## Short exercise 1
Answer these questions about the combustion problem, one line each:
(a) At what temperature and pressure is the butene?
(b) What value of R does the solution use?
(c) What is 25.0 °C in kelvin according to the solution?
## Short exercise 2
Update the combustion problem by writing it out again, starting with "Consider the combustion" and going on through "conditions is 1.48 L.", and put "1-butene" wherever "butene" stands.

Question

Consider the combustion of butene: $$ \mathrm{C}_{4} \mathrm{H}_{8}(g)+6 \mathrm{O}_{2}(g) \longrightarrow 4 \mathrm{CO}_{2}(g)+4 \mathrm{H}_{2} \mathrm{O}(g) $$ What volume of butene at \(188^{\circ} \mathrm{C}\) and \(2.50 \mathrm{~atm}\) can be burned with \(12.0 \mathrm{~L}\) of \(\mathrm{O}_{2}\) at 745 torr and \(25.0^{\circ} \mathrm{C}\) ?

Short answer

The volume of butene that can be burned under the given conditions is 1.48 L.

Step-by-step solution

Calculating Moles of Oxygen

Firstly, calculate the number of moles of \(\mathrm{O}_{2}\) using the ideal gas law. Given that pressure is 745 torr (which is equivalent to \(745/760 = 0.979\) atm), volume is 12.0 L, temperature is \(25.0^{\circ}\mathrm{C} = 298.15\) K (remember to always convert temperature to Kelvin in gas law calculations) and \(R = 0.08206 \mathrm{L.atm/mol.K}\), we have \(n = PV/RT = (0.979 \mathrm{atm} \times 12.0 \mathrm{L}) / (0.08206 \mathrm{L.atm/mol.K} \times 298.15 \mathrm{K}) = 0.478\) mol of \(\mathrm{O}_{2}\)

## Listed entries

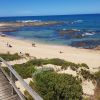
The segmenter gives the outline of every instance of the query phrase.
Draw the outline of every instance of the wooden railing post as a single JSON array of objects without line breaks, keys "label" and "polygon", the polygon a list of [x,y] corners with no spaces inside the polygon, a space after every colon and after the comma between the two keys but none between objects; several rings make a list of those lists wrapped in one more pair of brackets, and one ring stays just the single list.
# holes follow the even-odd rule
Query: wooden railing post
[{"label": "wooden railing post", "polygon": [[[8,78],[7,73],[5,73],[3,71],[3,73],[6,75],[6,77],[8,78],[8,80],[10,81],[11,85],[13,86],[14,90],[16,91],[16,93],[19,95],[19,97],[21,98],[21,100],[25,100],[25,98],[23,97],[23,95],[20,93],[20,91],[18,90],[18,88],[15,85],[15,82],[13,82],[13,75],[14,77],[21,83],[21,85],[25,88],[25,90],[27,90],[29,92],[29,94],[33,97],[33,99],[35,100],[43,100],[43,98],[36,93],[22,78],[21,76],[13,69],[13,67],[11,65],[9,65],[4,59],[2,59],[0,57],[0,60],[7,66],[7,68],[10,71],[10,79]],[[13,93],[14,91],[12,91]]]}]

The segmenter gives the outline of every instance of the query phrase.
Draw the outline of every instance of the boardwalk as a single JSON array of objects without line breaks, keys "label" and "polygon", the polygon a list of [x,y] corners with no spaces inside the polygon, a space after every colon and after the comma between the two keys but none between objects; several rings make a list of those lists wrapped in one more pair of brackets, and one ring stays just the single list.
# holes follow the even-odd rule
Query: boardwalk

## Exercise solution 1
(a) 188 °C and 2.50 atm
(b) 0.08206 L.atm/mol.K
(c) 298.15 K

## Exercise solution 2
Consider the combustion of 1-butene: $$ \mathrm{C}_{4} \mathrm{H}_{8}(g)+6 \mathrm{O}_{2}(g) \longrightarrow 4 \mathrm{CO}_{2}(g)+4 \mathrm{H}_{2} \mathrm{O}(g) $$ What volume of 1-butene at \(188^{\circ} \mathrm{C}\) and \(2.50 \mathrm{~atm}\) can be burned with \(12.0 \mathrm{~L}\) of \(\mathrm{O}_{2}\) at 745 torr and \(25.0^{\circ} \mathrm{C}\) ?

Short answer

The volume of 1-butene that can be burned under the given conditions is 1.48 L.